## AIM
Reproduce the records below in full and word for word, excluding pictures.

═════ SUPPLIED DATA ═════

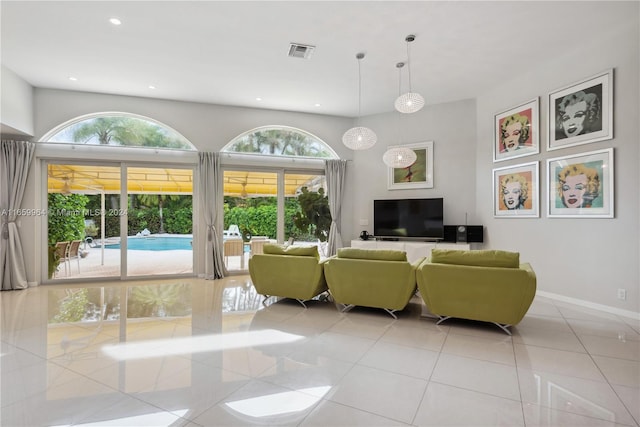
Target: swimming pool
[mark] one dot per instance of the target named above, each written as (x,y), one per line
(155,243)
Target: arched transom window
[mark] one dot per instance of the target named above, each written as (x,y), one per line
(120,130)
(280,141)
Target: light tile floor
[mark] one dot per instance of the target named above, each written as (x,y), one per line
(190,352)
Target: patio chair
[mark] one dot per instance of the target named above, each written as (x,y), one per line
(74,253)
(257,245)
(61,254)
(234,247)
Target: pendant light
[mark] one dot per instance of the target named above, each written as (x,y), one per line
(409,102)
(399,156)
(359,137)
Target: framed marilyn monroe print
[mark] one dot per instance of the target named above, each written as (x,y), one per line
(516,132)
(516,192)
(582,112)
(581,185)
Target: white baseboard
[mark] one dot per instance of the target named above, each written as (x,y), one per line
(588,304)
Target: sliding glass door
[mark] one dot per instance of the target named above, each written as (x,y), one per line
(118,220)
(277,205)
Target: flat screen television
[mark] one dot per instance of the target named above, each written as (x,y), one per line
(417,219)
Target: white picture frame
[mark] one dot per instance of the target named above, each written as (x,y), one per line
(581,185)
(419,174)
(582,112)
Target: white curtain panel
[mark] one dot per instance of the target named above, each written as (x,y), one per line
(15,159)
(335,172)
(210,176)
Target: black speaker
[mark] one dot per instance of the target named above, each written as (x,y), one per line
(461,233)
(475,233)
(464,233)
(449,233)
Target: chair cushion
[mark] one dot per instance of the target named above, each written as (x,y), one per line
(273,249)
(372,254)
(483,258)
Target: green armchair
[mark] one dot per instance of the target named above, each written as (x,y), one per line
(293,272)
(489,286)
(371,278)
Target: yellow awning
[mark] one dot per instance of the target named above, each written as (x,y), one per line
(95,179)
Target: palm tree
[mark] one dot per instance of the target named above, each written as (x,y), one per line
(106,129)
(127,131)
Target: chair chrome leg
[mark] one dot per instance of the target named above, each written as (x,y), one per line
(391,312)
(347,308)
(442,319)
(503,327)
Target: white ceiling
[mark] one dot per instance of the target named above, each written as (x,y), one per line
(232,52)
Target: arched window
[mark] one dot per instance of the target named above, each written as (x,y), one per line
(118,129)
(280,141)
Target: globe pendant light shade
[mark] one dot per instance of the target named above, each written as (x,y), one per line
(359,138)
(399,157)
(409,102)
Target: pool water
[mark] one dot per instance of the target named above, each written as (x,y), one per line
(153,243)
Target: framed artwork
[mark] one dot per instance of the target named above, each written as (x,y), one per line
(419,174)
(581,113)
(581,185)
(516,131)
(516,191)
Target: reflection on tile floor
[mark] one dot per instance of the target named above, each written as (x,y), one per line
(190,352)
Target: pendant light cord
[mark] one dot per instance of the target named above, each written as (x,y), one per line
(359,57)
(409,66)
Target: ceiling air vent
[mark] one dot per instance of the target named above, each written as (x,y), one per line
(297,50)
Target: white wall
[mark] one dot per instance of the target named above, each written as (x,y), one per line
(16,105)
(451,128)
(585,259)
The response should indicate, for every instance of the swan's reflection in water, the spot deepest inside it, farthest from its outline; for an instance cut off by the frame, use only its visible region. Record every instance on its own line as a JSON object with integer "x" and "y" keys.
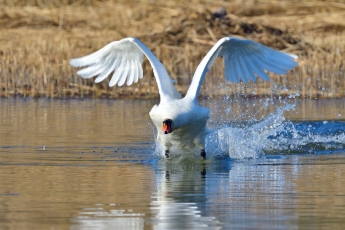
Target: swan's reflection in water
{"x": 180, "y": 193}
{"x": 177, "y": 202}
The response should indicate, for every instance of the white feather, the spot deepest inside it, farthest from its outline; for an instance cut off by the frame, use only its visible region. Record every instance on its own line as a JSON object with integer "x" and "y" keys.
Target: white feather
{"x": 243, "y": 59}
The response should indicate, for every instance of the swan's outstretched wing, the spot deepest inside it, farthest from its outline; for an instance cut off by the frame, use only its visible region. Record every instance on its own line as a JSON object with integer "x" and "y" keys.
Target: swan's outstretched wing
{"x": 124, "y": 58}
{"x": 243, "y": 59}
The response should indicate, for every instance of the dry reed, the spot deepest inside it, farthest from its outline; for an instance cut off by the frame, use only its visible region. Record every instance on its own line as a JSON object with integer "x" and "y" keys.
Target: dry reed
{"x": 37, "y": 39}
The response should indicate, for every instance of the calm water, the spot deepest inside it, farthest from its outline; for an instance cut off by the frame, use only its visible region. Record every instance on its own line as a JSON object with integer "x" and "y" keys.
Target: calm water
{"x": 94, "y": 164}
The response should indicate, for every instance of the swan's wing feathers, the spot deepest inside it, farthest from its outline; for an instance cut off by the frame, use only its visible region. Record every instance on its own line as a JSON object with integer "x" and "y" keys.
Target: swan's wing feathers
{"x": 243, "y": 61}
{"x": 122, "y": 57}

═════

## EXERCISE RESPONSE
Target: swimming pool
[mark] one dot per instance of the target named above, each written as (x,y), one per line
(155,243)
Target: arched transom window
[mark] one dot per instance of the target named above, each written as (x,y), one per line
(120,130)
(280,141)
Target: light tile floor
[mark] one dot per instance of the target named above, each written as (x,y), one per line
(190,352)
Target: patio chair
[mark] one dot per instance of the target named above, each written as (x,y), one per line
(74,253)
(257,245)
(61,254)
(234,247)
Target: pendant light
[mark] one dot per instance of the target named above, each written as (x,y), one per line
(409,102)
(399,156)
(359,137)
Target: framed marilyn monroe print
[mark] one dot per instance of the target named above, each written as (x,y), one per line
(516,132)
(516,192)
(582,112)
(581,185)
Target: white baseboard
[mark] one dot per instance of the target named above, each written as (x,y), one per line
(588,304)
Target: sliding glass door
[mark] one dot per instance of the target named above, each written as (x,y), one per line
(118,220)
(277,205)
Target: flat screen television
[mark] one dot per instance of the target named above, each written as (x,y), one per line
(417,219)
Target: white picture frame
[mark] one dot per instance of the target named above, each written as (x,y), one per line
(581,185)
(419,174)
(582,112)
Target: white curtain panel
[mark] one dot per instance of the target named above, each written as (x,y), one per line
(15,159)
(335,172)
(210,176)
Target: black speaker
[mark] one dot per instance of the target named above, each written as (x,y), one per line
(461,233)
(475,233)
(464,233)
(449,233)
Target: chair cushion
[mark] one dot per instance of the target named above, each written as (x,y), one per line
(273,249)
(372,254)
(483,258)
Target: green armchair
[mark] one dot per instance of the target named above, each written as (x,y), one per line
(293,272)
(489,286)
(371,278)
Target: yellow awning
[mark] one dot per instance of the target named above, each written as (x,y), one per line
(95,179)
Target: palm tree
[mark] one dot per instance of the target named above, each written as (x,y), one per line
(106,129)
(127,131)
Target: chair chrome leg
[mark] one dot per instance of the target named above, each written as (x,y), one per line
(391,312)
(347,308)
(442,319)
(503,327)
Target: white ceiling
[mark] one dot per instance of the target named above, each written as (x,y), one per line
(232,52)
Target: arched window
[mark] one dot per instance of the target named above, each written as (x,y), one per line
(118,129)
(280,141)
Target: globe pendant light shade
[mark] one dot per instance of the target named above, each written as (x,y), one per line
(359,138)
(399,157)
(409,102)
Target: pool water
[mark] one dot per instance of the target named above, each written as (x,y), one per line
(153,243)
Target: framed artwork
[mark] one dot per instance of the target named above, each written as (x,y), one per line
(419,174)
(581,113)
(581,185)
(516,131)
(516,191)
Target: reflection on tile floor
[mark] one dot per instance of the target named above, each written as (x,y), one per line
(190,352)
Target: pendant light cord
[mark] one dot per instance of the target named above, each written as (x,y), one per line
(359,57)
(409,66)
Target: ceiling air vent
[mark] one dot per instance of the target named above, each written as (x,y), one per line
(297,50)
Target: white wall
[mark] one dot per instance of the target named above, each written as (x,y), one per line
(16,105)
(451,128)
(585,259)
The response should indicate, for every instance of the swan's reflection in water, the spot deepest inside it, farthest from its outline; for an instance cut off by the frame, use only its visible region. Record every instance on its own line as a JSON object with integer "x" and "y" keys.
Target: swan's reflection in water
{"x": 180, "y": 193}
{"x": 177, "y": 202}
The response should indicate, for every instance of the white feather, the spot deepest inside it, farthest from its outline; for an instance cut off by the frame, use only its visible region. Record every instance on its own line as a JSON object with integer "x" and "y" keys.
Target: white feather
{"x": 243, "y": 59}
The response should indicate, for every instance of the swan's outstretched wing, the spot deepest inside it, farthest from its outline; for an instance cut off by the frame, use only its visible region. Record every instance on its own line as a JSON object with integer "x" and "y" keys.
Target: swan's outstretched wing
{"x": 124, "y": 58}
{"x": 243, "y": 59}
The response should indicate, for every instance of the dry reed, the spot deepest inside it, farthest from its outline; for an instance cut off by the frame, use only its visible region. Record every instance on its own line as a JSON object with integer "x" and "y" keys.
Target: dry reed
{"x": 37, "y": 39}
The response should indicate, for every instance of the calm water, the spot deepest inside it, farthest from its outline; for an instance cut off by the frame, use only its visible region. Record every instance on its own line as a JSON object with integer "x" and "y" keys.
Target: calm water
{"x": 94, "y": 164}
The response should indicate, for every instance of the swan's wing feathers, the spot deepest inside it, farthest from its outline; for an instance cut off by the frame, use only its visible region. Record every instance on its own line as a JSON object with integer "x" and "y" keys.
Target: swan's wing feathers
{"x": 243, "y": 61}
{"x": 122, "y": 57}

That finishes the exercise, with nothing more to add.